- [Directions for this task]
Search the listing below for the string "leaf" and copy every line where it occurs.

- [Exercise data]
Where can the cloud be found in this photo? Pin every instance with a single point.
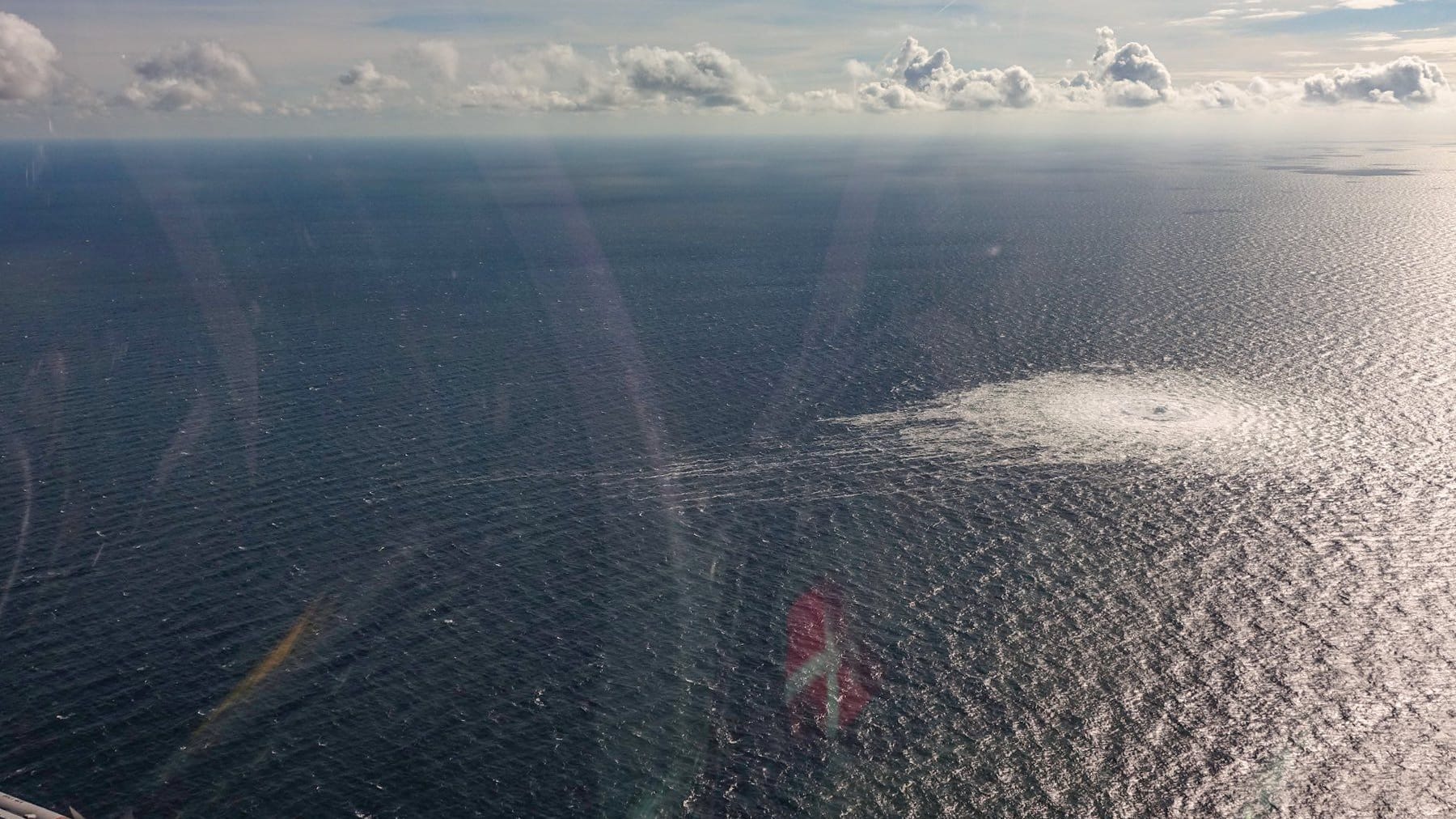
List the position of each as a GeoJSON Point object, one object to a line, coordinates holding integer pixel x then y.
{"type": "Point", "coordinates": [704, 78]}
{"type": "Point", "coordinates": [1128, 74]}
{"type": "Point", "coordinates": [1257, 94]}
{"type": "Point", "coordinates": [362, 87]}
{"type": "Point", "coordinates": [557, 78]}
{"type": "Point", "coordinates": [440, 57]}
{"type": "Point", "coordinates": [1407, 79]}
{"type": "Point", "coordinates": [367, 79]}
{"type": "Point", "coordinates": [29, 63]}
{"type": "Point", "coordinates": [553, 78]}
{"type": "Point", "coordinates": [922, 80]}
{"type": "Point", "coordinates": [193, 76]}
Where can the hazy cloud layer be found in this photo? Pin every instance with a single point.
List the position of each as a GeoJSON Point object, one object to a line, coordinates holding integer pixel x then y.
{"type": "Point", "coordinates": [193, 76]}
{"type": "Point", "coordinates": [433, 74]}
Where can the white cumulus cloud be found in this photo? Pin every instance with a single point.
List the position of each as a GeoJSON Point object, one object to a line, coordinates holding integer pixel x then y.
{"type": "Point", "coordinates": [193, 76]}
{"type": "Point", "coordinates": [1128, 74]}
{"type": "Point", "coordinates": [440, 57]}
{"type": "Point", "coordinates": [1407, 79]}
{"type": "Point", "coordinates": [917, 79]}
{"type": "Point", "coordinates": [702, 78]}
{"type": "Point", "coordinates": [29, 63]}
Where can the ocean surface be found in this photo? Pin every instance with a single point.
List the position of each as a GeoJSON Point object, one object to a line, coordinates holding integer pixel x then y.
{"type": "Point", "coordinates": [391, 480]}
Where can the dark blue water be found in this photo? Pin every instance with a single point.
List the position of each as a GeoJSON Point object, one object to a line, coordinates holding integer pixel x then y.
{"type": "Point", "coordinates": [389, 480]}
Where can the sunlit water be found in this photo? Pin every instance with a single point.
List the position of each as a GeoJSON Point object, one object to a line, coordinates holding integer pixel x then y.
{"type": "Point", "coordinates": [433, 478]}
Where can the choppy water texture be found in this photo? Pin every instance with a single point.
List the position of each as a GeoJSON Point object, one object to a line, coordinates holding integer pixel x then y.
{"type": "Point", "coordinates": [392, 480]}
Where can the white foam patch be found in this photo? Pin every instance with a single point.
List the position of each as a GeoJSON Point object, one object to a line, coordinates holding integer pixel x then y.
{"type": "Point", "coordinates": [1095, 417]}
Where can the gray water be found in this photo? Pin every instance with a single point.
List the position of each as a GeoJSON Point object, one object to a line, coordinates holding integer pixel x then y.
{"type": "Point", "coordinates": [391, 480]}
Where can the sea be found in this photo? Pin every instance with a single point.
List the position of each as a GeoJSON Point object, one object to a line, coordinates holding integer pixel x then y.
{"type": "Point", "coordinates": [484, 478]}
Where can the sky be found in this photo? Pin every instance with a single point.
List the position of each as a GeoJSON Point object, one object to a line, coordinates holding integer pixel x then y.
{"type": "Point", "coordinates": [320, 67]}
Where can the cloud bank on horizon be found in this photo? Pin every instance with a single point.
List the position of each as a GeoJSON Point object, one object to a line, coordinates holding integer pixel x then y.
{"type": "Point", "coordinates": [427, 76]}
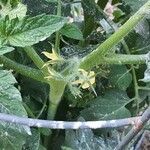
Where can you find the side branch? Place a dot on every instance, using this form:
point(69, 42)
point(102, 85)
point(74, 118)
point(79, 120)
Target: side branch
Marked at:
point(68, 125)
point(24, 70)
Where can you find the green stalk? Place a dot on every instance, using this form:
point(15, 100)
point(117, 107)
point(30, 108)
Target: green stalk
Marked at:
point(92, 59)
point(24, 70)
point(56, 91)
point(57, 40)
point(34, 56)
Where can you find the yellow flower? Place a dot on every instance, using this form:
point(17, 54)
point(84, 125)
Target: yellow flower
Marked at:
point(52, 56)
point(87, 79)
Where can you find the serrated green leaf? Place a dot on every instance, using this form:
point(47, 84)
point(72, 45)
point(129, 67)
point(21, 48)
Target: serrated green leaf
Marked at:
point(146, 74)
point(135, 4)
point(18, 11)
point(5, 49)
point(29, 31)
point(108, 106)
point(120, 77)
point(12, 136)
point(72, 31)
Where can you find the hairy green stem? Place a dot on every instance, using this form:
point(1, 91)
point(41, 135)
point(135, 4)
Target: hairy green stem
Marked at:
point(116, 59)
point(114, 39)
point(24, 70)
point(57, 40)
point(56, 91)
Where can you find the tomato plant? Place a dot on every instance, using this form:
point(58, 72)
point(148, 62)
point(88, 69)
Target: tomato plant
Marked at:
point(72, 60)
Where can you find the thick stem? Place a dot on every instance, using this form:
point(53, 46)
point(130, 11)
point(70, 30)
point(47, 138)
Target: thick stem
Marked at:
point(57, 40)
point(24, 70)
point(56, 91)
point(114, 39)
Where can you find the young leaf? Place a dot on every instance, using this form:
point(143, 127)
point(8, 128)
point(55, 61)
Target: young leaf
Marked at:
point(72, 31)
point(110, 106)
point(29, 31)
point(5, 49)
point(12, 136)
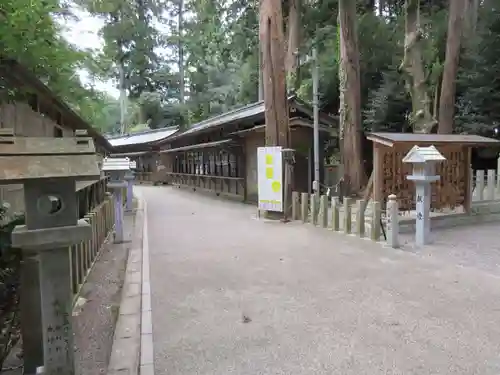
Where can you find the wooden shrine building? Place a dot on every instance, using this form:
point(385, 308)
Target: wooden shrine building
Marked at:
point(142, 148)
point(219, 154)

- [Your solution]
Where can you find the serrated green leaf? Place a dot on every instance, using this form:
Target: serrated green leaf
Where can you find the young leaf? Place a dot on every instance, using this form:
Target: young leaf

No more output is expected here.